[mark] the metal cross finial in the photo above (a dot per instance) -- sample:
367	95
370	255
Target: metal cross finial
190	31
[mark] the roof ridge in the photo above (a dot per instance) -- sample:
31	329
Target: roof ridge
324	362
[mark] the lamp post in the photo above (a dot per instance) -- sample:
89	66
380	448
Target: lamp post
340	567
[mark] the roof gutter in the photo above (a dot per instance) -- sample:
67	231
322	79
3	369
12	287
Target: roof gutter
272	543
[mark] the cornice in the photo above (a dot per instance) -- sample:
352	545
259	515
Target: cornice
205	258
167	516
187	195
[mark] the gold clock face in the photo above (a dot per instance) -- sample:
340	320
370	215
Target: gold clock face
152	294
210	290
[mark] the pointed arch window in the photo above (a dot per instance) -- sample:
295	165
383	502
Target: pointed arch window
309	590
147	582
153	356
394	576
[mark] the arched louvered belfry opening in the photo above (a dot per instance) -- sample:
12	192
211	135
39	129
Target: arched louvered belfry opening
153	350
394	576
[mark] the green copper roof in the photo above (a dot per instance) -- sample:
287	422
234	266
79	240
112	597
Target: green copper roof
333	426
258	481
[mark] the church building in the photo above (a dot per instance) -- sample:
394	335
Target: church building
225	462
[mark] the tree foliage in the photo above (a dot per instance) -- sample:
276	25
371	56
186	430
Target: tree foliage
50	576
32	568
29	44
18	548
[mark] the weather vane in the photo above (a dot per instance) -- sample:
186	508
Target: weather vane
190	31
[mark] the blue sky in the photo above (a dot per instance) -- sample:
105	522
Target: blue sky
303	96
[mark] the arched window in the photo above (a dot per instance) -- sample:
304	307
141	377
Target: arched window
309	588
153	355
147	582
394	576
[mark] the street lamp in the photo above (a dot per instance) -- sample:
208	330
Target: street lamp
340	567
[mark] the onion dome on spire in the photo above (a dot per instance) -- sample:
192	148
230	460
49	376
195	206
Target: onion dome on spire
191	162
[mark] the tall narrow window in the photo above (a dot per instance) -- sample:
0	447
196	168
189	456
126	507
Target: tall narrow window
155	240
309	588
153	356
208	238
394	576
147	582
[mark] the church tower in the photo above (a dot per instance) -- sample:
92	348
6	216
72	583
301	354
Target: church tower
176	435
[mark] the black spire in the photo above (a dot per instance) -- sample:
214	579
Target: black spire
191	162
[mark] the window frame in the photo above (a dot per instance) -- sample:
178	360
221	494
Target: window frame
____
*What you should do:*
Across the records, count the lines holding the string "frame". Give the number and stop.

*Answer space:*
2